WHAT NEEDS TO BE DONE: Whatever the records hold, copy it exactly and completely.

PROVIDED DATA:
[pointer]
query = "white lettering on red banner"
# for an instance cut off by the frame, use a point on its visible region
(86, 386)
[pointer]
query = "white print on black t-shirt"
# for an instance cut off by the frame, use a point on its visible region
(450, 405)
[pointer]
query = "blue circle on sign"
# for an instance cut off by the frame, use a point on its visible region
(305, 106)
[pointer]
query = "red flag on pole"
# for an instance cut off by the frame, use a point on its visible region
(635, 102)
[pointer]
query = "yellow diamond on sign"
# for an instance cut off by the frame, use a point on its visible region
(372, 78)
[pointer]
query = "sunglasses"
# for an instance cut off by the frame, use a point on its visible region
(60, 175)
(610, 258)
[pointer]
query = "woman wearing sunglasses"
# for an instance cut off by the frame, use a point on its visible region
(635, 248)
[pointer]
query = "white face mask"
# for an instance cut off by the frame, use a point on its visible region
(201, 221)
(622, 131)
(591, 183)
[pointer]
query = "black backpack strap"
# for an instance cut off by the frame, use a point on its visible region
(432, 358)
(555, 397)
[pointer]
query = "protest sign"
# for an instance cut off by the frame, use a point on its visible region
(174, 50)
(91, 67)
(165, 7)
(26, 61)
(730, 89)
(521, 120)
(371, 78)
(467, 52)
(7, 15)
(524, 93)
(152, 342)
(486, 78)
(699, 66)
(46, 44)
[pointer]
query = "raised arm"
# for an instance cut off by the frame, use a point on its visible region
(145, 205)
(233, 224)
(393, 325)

EXPECTED ANSWER:
[pointer]
query = "white lettering on red banner"
# for an instance cut off by the frame, use a point on its visible region
(86, 386)
[pointer]
query = "white print on black t-shirt"
# for an instance cut off by the frame, use a point on its visible region
(450, 405)
[pointer]
query = "blue circle on sign"
# for an instance cut off by the frame, use a point on its visible region
(305, 106)
[pointer]
query = "red flag on pole"
# for an instance cut off by the frame, use a point on its visible region
(635, 102)
[pointer]
query = "yellow diamond on sign"
# for an instance cut off by the frame, use a point on its visible region
(372, 78)
[pointer]
query = "sunglasses"
# for an instance cut off by the frame, use a point on its visible region
(60, 175)
(610, 258)
[pointer]
query = "woman wearing sunglasses"
# for an instance cut off by the frame, use a point on its visible region
(635, 248)
[pointer]
query = "white face mask"
# for an instance cut off by the frame, use a point on its visible region
(201, 221)
(622, 131)
(591, 183)
[pointer]
query = "black backpack strap"
# for an instance cut off by the frame, use a point on its visible region
(432, 358)
(555, 397)
[pointer]
query = "protest sign"
# for an instance cut off by the frame, use a point on its visible region
(174, 50)
(91, 67)
(165, 7)
(26, 61)
(730, 89)
(521, 120)
(371, 78)
(467, 52)
(7, 15)
(524, 93)
(152, 342)
(486, 78)
(699, 66)
(46, 44)
[pointer]
query = "raised arm"
# for an instance cut off by the frame, use a point on its visible region
(145, 205)
(233, 224)
(393, 325)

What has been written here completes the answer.